■ PROVIDED TEXT
Will Vinton, Mark Twain, and My First Sound Design Job

Beginnings

I had graduated from USC film school, edited a documentary on a Venereal Disease, and decided that the independent film world was where I wanted to be. So I returned home to Portland.

When I moved back to Portland the film business was not as large as it is today. There were only a few companies that were making commercials, corporate, and educational films. I interviewed at a couple places but that went nowhere. People asked why I moved to Portland if I was from LA? Over and over I kept saying I am not from LA, I am from here. I lived in LA for five years but was now returning home.

There were a lot of reasons I left LA, one of them was medical. I became an asthmatic on account of the smog and oddly enough the doctors I saw told me I needed a damp, moist climate. Not dry.

The Adventures of Mark Twain 

Through a chance meeting with Susan Shadburne, she said Will Vinton was looking for an assistant editor. I went over there and he hired me for 2 weeks to sync dailies on The Adventures of Mark Twain. At the end of 2 weeks he asked me if I could stay for another two weeks… This happened every 2 weeks for about 3 months until he walked into the editing room one day and asked if I just wanted to work there?

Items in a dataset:
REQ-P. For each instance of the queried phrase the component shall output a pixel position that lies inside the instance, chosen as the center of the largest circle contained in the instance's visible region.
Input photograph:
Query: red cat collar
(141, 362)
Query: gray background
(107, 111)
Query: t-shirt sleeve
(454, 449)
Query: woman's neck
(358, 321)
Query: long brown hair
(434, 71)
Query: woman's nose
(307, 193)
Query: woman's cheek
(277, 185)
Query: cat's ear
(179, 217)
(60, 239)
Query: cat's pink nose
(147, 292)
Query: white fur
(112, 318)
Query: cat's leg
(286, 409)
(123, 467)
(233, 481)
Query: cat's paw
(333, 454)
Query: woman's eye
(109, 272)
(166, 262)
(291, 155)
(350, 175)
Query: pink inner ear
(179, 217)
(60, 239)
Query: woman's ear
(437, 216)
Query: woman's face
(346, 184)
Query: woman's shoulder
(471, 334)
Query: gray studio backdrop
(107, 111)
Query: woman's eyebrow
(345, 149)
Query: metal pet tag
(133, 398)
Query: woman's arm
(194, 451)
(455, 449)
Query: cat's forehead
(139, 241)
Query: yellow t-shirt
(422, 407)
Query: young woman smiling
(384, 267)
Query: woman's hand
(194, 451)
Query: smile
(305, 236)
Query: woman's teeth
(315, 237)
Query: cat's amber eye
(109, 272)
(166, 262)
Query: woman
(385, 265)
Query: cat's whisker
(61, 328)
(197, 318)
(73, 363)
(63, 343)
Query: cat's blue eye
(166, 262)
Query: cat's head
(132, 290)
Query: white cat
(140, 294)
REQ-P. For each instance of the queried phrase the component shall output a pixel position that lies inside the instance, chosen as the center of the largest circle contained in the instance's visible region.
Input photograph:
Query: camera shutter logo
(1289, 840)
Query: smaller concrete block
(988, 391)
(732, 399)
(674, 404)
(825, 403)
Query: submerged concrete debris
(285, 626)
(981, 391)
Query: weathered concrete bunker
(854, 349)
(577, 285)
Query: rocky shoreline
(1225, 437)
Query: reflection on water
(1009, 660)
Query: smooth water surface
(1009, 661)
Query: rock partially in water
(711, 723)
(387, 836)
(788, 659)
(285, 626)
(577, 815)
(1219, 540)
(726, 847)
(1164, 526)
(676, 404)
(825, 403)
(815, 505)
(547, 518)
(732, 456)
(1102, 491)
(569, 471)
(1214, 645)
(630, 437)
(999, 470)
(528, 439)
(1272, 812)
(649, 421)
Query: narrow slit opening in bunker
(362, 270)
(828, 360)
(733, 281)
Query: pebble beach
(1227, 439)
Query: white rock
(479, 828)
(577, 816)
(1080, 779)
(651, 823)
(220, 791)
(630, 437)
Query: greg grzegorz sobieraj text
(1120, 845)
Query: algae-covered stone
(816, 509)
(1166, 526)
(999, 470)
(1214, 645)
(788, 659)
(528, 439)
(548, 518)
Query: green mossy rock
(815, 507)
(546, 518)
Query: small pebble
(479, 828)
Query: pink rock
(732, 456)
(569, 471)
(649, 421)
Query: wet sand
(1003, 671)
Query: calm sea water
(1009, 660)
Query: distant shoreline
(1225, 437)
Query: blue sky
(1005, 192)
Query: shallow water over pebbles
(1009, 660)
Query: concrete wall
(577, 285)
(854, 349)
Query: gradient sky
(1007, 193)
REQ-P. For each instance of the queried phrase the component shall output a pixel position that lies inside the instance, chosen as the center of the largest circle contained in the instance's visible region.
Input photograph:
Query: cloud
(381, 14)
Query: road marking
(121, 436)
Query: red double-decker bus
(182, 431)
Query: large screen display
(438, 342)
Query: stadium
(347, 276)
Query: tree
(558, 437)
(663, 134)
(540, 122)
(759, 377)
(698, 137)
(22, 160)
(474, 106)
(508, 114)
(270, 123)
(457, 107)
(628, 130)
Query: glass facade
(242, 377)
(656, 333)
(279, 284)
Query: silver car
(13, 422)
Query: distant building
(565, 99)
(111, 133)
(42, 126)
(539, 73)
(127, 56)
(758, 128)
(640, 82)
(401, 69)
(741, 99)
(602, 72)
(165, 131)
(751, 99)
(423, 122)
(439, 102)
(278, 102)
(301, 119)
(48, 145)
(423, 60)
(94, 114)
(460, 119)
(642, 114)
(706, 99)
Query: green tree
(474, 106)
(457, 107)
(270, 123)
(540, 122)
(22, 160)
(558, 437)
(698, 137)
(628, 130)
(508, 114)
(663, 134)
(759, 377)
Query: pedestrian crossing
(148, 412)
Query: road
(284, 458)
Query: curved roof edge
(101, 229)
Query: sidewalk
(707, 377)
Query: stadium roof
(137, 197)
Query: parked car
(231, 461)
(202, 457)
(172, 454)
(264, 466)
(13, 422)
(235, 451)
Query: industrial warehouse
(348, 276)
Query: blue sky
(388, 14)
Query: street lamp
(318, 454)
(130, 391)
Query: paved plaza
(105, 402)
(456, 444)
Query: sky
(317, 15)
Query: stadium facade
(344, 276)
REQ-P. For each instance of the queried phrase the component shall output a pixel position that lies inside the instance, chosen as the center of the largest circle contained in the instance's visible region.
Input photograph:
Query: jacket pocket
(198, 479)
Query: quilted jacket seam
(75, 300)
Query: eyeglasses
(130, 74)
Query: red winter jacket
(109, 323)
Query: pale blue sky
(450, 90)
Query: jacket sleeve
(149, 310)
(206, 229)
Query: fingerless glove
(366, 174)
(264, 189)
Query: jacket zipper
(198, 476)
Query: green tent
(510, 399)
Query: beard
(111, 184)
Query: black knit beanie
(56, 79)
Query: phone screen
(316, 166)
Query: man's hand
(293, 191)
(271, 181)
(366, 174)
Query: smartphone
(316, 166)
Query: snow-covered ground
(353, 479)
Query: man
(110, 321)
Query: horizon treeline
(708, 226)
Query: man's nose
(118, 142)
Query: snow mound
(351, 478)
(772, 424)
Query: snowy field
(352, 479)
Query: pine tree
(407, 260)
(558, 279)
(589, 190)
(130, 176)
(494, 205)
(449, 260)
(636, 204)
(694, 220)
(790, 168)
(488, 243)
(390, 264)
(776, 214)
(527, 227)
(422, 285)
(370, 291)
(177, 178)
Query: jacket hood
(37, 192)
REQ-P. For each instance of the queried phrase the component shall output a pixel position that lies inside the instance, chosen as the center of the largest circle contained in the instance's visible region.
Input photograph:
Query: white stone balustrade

■ EXERCISES
1. Copy out the Will Vinton memoir from "I had graduated" to "now returning home.".
2. Pick up the Will Vinton memoir right after its last sentence and keep it going.
The data above has nothing to do with the Will Vinton memoir.

■ ACTIVITY ANSWERS
1.
I had graduated from USC film school, edited a documentary on a Venereal Disease, and decided that the independent film world was where I wanted to be. So I returned home to Portland.

When I moved back to Portland the film business was not as large as it is today. There were only a few companies that were making commercials, corporate, and educational films. I interviewed at a couple places but that went nowhere. People asked why I moved to Portland if I was from LA? Over and over I kept saying I am not from LA, I am from here. I lived in LA for five years but was now returning home.

2.
By this time I was also editing the film with Mike Gall. Eventually I started doing all of the Sound Fx design and creation. I was given a blank slate to work with.

I watched the Jim Henson film, Dark Crystal, to get inspiration. It worked really well as I hated the sound on Dark Crystal. It was sparse and pedestrian and I never once believed I was in a different world. I vowed that I would do better on Mark Twain.

Record Everything

For the next couple weeks I went all over town with an old reel to reel tape machine (a Tandberg) and a cheap mic, recording everything I could think of. An old stern wheeler that was docked on the waterfront. They took me out on a short hop so I could record everything for the ship in Mark Twain. I went to OMSI before they opened and recorded all of their bizarre and interesting machines and exhibits. I recorded all of my household appliances, squeaky boards in the floor, a gas furnace, literally everywhere I could to record different sounds.

Then I went to Bill Scream’s studio and started manipulating them, playing them forwards, backwards, half speed, experimenting. Plus Bill had this amazing drawer at his studio filled with old weird toys and things that made noise. Mixing sounds from the real world with this other stuff, I would transfer these sounds to 35mm magnetic film stock and cut them into the film to see how they worked.

I built tons of background tracks from real locations to create a universe that sounded authentic but for the specific FX I used all of these weird combinations I created with Bill.

I learned sound basics in film school but I didn’t have any mentor or anyone who I could talk to about what I was trying to do.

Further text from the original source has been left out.